- **WHAT YOU WILL DO**
a) In the 2 channel room thread, what did the SPL meter rest on while the measurements were taken?
b) Write out everything from "I was playing" down to "(Sep 14, 2006)" in the 2 channel room thread, swapping "bass traps" for "acoustic panels".

- **EXCERPTED PASSAGE**
---*---

# Looking for suggestions for 2 channel room



## tpaxadpom (Jul 15, 2006)

Finally got my dedicated audio room (seperate from Video) and looking for suggestions. Below you can see some pictures (sorry for the quality).


http://img138.imageshack.us/my.php?image=pict0044fixedgz2.jpg
http://img152.imageshack.us/my.php?image=pict0047fixedww7.jpg
http://img138.imageshack.us/my.php?image=pict0046fixedxu3.jpg
http://img88.imageshack.us/my.php?image=pict0045fixedvs0.jpg

Here are some snapshots of measurements taken with my digital SPL meter (using correction file) and REW software
combined response (2 speakers)
http://img149.imageshack.us/my.php?image=2speakersuf1.jpg
:crying: 
left speaker only
http://img149.imageshack.us/my.php?image=leftspeakertx0.jpg

right speaker only
http://img243.imageshack.us/my.php?image=rightspeakerfc1.jpg
Note: measurements were taken with left closet door open (gives the best results). I haven't tried removing doors yet though. Also I don't have a tripod for SPL meter so I just had it placed on the back of my futon (though the results vary when I move it slightly and I was able to get flatter response. I didn't move it during 2, left and right speaker measurements).

I was playing to build/buy some bass traps but not quite sure how many I need and what would be the optimal place to put them. I don't want my room to be dead (too lively right now), but I definately need to add some bass traps. Is there something on the market that would help me with 30-40Hz bump? I prefer not to add any equalization in my 2 channel room.

Thanks in advance.


----------



## bpape (Sep 14, 2006)

Nice setup. The response is pretty typical and actually not bad considering no sub.

First off a coupl of things. Your seating is back pretty far in the room. I'd pull it forward a bit if you can. Looks like you have more than enough space behind the speakers - we need to balance both. May need to work in a couple of panels behind the speakers to smooth the SBIR response now - and more likely if you push them back a little.

---*---

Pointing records
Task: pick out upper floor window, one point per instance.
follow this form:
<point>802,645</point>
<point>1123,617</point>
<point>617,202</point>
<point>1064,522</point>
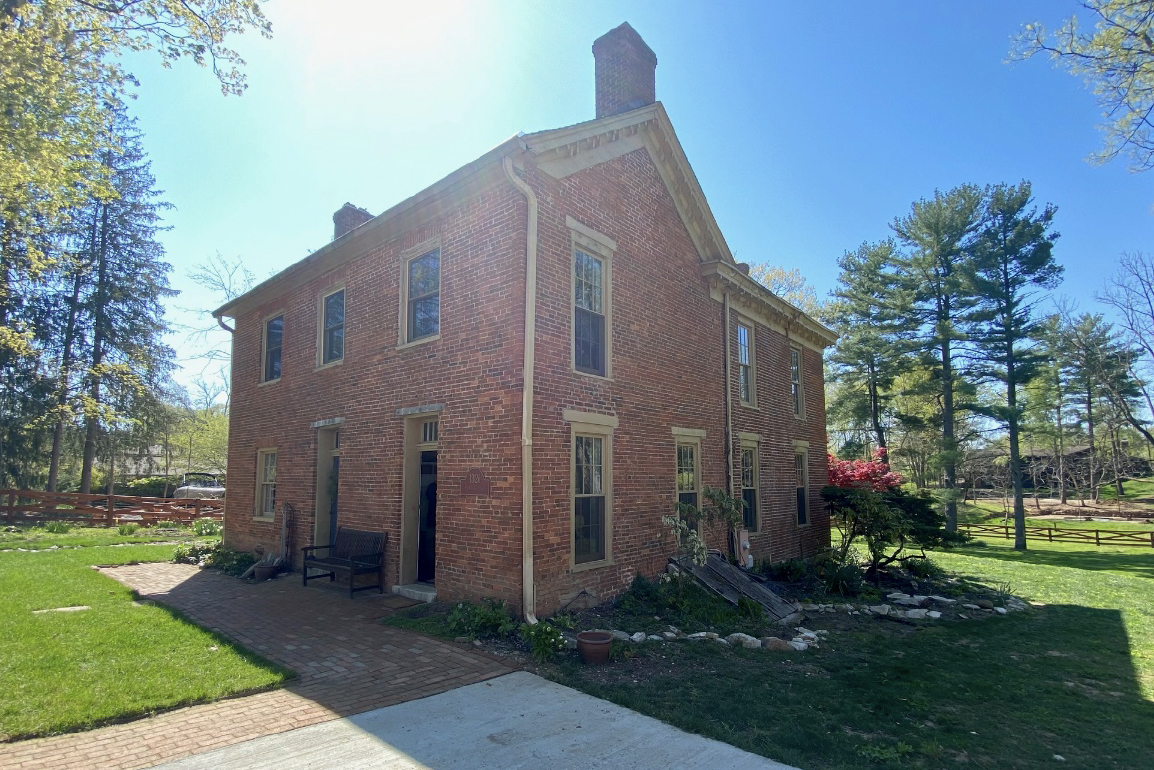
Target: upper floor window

---*---

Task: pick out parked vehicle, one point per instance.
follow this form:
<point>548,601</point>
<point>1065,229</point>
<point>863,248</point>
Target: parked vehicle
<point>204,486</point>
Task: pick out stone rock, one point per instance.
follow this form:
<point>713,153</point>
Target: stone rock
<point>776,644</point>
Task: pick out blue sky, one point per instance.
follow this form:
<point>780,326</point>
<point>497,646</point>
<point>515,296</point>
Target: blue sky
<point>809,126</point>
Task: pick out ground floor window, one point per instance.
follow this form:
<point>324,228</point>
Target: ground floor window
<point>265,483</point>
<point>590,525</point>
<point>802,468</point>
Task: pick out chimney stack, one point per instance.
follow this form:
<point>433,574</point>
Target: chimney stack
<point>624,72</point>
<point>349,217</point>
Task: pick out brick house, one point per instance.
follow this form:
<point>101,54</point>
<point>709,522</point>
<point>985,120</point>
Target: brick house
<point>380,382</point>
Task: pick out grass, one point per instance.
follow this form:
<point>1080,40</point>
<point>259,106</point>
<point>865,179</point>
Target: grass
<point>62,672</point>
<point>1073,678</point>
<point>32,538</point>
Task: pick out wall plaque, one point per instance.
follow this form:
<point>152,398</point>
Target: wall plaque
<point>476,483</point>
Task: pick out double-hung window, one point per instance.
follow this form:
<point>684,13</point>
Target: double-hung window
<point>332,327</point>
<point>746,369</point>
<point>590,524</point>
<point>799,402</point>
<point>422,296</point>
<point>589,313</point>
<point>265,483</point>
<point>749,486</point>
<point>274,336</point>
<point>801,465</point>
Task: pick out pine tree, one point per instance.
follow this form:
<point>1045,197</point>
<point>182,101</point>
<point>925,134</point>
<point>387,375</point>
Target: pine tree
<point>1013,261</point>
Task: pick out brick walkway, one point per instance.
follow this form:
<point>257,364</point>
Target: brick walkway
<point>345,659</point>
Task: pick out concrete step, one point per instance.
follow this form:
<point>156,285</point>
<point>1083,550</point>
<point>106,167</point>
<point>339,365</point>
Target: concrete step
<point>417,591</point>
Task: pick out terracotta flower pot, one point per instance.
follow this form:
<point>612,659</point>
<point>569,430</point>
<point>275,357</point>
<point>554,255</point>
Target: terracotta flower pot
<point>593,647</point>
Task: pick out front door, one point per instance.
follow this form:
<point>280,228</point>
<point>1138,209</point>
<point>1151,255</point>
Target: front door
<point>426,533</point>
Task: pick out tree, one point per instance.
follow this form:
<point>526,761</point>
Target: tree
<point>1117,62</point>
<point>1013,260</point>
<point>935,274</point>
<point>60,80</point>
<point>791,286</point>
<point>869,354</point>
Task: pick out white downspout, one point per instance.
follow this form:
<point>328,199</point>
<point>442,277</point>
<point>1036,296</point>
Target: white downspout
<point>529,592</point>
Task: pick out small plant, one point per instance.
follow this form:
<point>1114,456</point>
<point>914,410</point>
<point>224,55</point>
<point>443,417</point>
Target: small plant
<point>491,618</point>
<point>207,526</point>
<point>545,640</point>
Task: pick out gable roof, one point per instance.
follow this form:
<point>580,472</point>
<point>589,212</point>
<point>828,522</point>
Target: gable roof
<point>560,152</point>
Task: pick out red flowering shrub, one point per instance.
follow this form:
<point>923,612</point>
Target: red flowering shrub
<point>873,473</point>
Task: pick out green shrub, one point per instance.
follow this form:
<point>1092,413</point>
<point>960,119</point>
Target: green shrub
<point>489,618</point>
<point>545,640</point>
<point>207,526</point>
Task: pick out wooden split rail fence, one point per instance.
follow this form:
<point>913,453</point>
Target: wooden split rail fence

---*---

- **THE REPLIES**
a) The back of the futon.

b)
I was playing to build/buy some acoustic panels but not quite sure how many I need and what would be the optimal place to put them. I don't want my room to be dead (too lively right now), but I definately need to add some acoustic panels. Is there something on the market that would help me with 30-40Hz bump? I prefer not to add any equalization in my 2 channel room.

Thanks in advance.


----------



## bpape (Sep 14, 2006)